[Text passage]
At the third tournament, returning after the Covid-break, the Tour Commissioner called a special meeting at the Travelers Championship in Cromwell, Connecticut. This was after player Cameron Champ and the caddies for Brooks Koepka and Graeme McDowell tested Covid-19 positive on top of Nick Watney testing positive the previous week.

For Pinfold and many others on tour, they believed that this meeting was going to be the announcement that the PGA Tour was going to be shut down again. Instead, it was about celebrating the success of the tour getting back in action but reminding players and caddies of their responsibility and their duty of care to stay safe and healthy.

An emphasis was placed on social distancing and safety protocols as it was really the first major professional sport to get underway in North America.

Playing the tournaments was very different from everyone’s usual experiences. Playing with no crowds definitely changed the vibe of the event. The energy of tournament week and the overall atmosphere of the tour was definitely lacking.

A security guard wearing a face mask looks on near COVID-19 social distancing signage and hand sanitizer at the entrance to the driving range during a practice round prior to the RBC Heritage on June 17, 2020 at Harbour Town Golf Links in Hilton Head Island, South Carolina. (Photo by Streeter Lecka/Getty Images)
A security guard wearing a face mask looks on near COVID-19 social distancing signage and hand sanitizer at the entrance to the driving range during a practice round prior to the RBC Heritage on June 17, 2020 at Harbour Town Golf Links in Hilton Head Island, South Carolina. (Photo by Streeter Lecka/Getty Images)

Practice rounds changed with no crowds and there were no Wednesday Pro-Ams. Players became more focused and generally played 9-holes on Tuesday and 9-holes on Wednesday.

Pinfold found that caddies had to be much more careful going about their duties. Voices carried across the course and normal noise such as the clanking of the clubs as we walked down the fairway could be heard on surrounding greens.

At a “pre-Covid” PGA Tour golf course, the only hole you generally saw was the hole you were playing. Normally there would be thousands of people in the gallery walking the fairways or sitting in the grandstands. Playing the events now you could look around and see across the course and easily watch players hitting off other tees or putting on nearby greens.

“Without the crowds, it was very similar whether you were playing at 11am on a Sunday morning and tied 47th or challenging for a ‘Top Five’ later in the day,” Pinfold explained.
[/Text passage]
[Source information]
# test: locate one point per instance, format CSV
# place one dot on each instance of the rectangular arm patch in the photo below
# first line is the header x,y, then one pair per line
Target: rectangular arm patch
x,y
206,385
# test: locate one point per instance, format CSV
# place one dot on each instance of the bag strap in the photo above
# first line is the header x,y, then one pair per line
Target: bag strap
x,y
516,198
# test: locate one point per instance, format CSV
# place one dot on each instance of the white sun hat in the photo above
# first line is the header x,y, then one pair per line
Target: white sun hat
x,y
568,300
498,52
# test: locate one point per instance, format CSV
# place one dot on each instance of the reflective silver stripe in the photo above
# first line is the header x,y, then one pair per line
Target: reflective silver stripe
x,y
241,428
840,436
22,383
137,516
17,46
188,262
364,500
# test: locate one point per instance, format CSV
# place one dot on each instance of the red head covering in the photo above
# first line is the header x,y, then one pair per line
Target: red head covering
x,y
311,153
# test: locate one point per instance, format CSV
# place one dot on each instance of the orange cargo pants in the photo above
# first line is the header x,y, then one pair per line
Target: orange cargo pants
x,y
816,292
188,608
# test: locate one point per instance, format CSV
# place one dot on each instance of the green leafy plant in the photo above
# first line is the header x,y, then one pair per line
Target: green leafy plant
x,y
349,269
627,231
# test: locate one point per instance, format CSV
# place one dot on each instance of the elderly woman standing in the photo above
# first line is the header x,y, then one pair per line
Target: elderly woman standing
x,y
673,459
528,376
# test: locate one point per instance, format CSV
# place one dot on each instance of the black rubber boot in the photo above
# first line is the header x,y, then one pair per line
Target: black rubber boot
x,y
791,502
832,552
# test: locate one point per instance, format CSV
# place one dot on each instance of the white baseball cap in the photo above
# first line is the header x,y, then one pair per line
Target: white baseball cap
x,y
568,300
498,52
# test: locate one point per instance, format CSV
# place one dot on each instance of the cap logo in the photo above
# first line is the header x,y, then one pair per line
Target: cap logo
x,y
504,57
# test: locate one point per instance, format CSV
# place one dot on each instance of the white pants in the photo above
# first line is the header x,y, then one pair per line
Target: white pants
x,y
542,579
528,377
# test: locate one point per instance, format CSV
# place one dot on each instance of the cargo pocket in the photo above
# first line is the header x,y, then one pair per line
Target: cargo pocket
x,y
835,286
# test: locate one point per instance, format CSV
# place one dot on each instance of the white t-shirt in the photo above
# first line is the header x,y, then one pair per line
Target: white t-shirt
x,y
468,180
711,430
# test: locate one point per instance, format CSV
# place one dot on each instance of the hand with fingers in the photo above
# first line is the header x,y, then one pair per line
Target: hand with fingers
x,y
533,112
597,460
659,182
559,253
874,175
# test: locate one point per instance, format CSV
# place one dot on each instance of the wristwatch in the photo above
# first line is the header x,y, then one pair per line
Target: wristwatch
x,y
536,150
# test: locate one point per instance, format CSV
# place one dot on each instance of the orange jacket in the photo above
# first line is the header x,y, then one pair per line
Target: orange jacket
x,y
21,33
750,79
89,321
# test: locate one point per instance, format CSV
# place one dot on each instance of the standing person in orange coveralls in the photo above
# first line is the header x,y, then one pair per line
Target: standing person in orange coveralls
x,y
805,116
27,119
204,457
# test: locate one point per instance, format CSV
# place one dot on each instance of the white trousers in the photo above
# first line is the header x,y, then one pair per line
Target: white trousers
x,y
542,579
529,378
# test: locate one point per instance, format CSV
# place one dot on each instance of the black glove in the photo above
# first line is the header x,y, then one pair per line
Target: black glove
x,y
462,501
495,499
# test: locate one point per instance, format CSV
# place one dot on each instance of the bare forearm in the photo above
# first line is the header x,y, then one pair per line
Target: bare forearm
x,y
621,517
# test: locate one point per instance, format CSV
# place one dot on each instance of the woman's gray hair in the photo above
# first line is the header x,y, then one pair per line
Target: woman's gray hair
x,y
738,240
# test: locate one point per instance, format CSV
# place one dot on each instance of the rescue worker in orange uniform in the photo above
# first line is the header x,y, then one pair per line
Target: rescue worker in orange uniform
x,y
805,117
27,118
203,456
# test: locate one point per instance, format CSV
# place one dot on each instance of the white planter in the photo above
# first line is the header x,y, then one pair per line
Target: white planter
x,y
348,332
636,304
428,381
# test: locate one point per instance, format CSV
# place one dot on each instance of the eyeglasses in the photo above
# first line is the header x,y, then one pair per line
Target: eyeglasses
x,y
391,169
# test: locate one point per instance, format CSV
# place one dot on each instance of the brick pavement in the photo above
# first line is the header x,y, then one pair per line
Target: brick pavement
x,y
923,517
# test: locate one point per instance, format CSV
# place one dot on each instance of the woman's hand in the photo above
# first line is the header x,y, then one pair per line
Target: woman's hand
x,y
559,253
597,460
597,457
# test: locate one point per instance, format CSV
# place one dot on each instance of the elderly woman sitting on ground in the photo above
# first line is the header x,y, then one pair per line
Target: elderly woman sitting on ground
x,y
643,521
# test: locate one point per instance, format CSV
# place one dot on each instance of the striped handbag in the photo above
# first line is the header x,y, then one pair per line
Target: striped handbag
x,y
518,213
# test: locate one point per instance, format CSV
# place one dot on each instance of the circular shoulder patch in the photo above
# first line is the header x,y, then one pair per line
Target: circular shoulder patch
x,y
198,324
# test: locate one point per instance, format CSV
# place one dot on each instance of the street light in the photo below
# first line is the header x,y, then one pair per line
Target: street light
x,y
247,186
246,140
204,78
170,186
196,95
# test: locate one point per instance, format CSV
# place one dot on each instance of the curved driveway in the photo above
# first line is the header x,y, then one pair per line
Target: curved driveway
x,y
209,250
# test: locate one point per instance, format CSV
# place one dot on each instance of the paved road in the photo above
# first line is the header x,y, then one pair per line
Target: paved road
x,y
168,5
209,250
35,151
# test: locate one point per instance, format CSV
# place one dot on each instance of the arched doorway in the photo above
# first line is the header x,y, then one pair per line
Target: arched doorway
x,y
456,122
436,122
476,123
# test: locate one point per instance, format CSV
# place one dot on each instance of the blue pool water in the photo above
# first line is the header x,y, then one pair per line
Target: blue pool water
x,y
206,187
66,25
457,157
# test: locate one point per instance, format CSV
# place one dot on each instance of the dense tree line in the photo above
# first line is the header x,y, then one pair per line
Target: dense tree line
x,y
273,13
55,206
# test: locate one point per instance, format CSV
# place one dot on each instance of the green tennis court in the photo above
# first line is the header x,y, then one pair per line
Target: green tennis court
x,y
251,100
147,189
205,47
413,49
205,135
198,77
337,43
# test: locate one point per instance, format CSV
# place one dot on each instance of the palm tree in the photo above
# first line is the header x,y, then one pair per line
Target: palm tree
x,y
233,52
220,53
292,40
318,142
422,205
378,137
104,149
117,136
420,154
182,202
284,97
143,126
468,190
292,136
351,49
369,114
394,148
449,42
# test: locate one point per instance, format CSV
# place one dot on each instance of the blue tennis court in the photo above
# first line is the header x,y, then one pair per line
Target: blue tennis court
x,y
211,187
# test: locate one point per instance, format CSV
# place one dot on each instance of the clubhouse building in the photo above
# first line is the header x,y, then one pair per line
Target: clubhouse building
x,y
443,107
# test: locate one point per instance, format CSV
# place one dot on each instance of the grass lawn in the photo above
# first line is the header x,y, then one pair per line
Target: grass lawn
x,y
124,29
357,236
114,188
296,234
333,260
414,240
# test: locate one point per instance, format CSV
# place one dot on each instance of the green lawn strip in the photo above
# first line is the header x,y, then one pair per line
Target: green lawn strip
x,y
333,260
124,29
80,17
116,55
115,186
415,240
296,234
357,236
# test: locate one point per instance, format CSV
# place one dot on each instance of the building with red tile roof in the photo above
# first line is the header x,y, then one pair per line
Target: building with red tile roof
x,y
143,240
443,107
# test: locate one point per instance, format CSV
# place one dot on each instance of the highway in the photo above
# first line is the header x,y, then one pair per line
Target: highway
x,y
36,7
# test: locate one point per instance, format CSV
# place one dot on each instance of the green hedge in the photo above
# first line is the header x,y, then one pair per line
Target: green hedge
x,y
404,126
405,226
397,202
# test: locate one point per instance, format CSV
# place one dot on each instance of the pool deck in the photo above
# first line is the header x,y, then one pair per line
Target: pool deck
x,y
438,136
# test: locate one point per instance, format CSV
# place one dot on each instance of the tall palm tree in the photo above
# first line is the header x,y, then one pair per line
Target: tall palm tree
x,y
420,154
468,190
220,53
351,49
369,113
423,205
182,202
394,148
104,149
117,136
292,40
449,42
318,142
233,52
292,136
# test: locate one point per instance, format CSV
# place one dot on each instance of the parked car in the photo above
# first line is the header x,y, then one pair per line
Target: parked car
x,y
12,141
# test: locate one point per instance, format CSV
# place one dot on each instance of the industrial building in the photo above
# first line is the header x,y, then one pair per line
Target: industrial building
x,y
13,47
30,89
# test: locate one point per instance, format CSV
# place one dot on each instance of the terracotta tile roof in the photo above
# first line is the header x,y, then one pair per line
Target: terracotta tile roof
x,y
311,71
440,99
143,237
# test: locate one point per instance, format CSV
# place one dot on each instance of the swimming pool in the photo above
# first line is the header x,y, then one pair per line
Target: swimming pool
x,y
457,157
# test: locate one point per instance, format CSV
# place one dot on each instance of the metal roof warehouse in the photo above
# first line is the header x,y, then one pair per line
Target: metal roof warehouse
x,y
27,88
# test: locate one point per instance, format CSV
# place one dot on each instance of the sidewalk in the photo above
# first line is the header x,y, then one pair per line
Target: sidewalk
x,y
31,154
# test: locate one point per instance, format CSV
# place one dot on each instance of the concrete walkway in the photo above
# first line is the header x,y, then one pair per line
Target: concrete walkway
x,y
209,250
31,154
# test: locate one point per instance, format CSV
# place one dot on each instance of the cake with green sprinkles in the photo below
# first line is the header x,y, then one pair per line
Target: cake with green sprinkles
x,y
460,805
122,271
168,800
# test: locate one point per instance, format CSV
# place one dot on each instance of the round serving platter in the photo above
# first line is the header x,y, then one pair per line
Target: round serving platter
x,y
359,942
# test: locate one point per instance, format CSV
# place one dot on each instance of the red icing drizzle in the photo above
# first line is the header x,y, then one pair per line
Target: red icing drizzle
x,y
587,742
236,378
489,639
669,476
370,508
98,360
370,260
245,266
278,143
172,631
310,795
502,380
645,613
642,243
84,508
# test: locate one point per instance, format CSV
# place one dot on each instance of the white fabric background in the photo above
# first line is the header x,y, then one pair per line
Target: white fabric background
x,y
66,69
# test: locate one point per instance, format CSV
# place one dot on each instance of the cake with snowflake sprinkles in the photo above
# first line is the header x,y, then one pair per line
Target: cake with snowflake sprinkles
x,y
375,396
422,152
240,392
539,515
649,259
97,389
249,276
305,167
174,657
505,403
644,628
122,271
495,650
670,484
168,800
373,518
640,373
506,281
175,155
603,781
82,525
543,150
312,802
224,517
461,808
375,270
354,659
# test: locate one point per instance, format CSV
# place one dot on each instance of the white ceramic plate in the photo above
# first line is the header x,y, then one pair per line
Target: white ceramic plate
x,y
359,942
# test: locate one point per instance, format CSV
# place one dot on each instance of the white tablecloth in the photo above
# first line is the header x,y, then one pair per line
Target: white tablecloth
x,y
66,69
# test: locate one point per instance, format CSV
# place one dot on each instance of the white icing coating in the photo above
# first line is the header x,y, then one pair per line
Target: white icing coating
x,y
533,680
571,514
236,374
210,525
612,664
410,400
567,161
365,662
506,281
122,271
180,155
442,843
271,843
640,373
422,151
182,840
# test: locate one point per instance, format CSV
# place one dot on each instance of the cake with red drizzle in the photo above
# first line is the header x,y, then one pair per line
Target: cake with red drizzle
[/Source information]
Check your understanding ->
[1] Answer from the PGA Tour passage:
(a) Where was the Tour Commissioner's special meeting held?
(b) How did players generally split their practice rounds?
(c) What normal noise could be heard on surrounding greens?
[2] Carry on the PGA Tour passage from where it stops.
You won't need the listing for what follows.

Outputs in order ->
[1]
(a) At the Travelers Championship in Cromwell, Connecticut.
(b) 9 holes on Tuesday and 9 holes on Wednesday.
(c) The clanking of the clubs as they walked down the fairway.

[2]
“With no crowd roars celebrating the good shots, it was often challenging to get the competitive vibe going or to build some momentum.

“The events just didn’t seem to have the same energy despite how great it was to be back playing.”

Pinfold returned to New Zealand after finishing his stint on the PGA Tour at the US Open at Winged Foot. It was very different from the other major tournaments he had caddied at.

“The temperature changes from the early mornings to the heat of the day were quite a contrast with the autumn conditions,” Pinfold said.

“The golf course played quite differently, with soft greens resulting in lower scoring and remarkable play by Bryson DeChambeau.”

Pinfold’s next event will be the Masters at Augusta, Georgia in November. The golf course and environment is going to be extremely different from the normal early April spring date when all the azaleas are in bloom, to the cooler and usually wetter conditions in November.

Pinfold did find travelling through the USA during these Covid times has been quite an eerie experience. He is used to travelling through airports like Atlanta on a weekly basis and normally expects them to be crowded at 7am or 11pm in the evening, however, in the “post-Covid” world, he has seen airports that are ghostly quiet.

On his way through Los Angeles to catch his Air New Zealand flight to Auckland, he noted that “only 10% of the stores and restaurants were open; and going through security which normally can take over 40 minutes, I was the only person going through.”

But now it is time for Pinfold to kick back and watch his favourite sports and wait out his next two weeks in hotel quarantine before enjoying life in New Zealand for four weeks. Then it will be time for him to head back to the US and to resume his ‘not so normal’ but fulfilling life on the PGA Tour.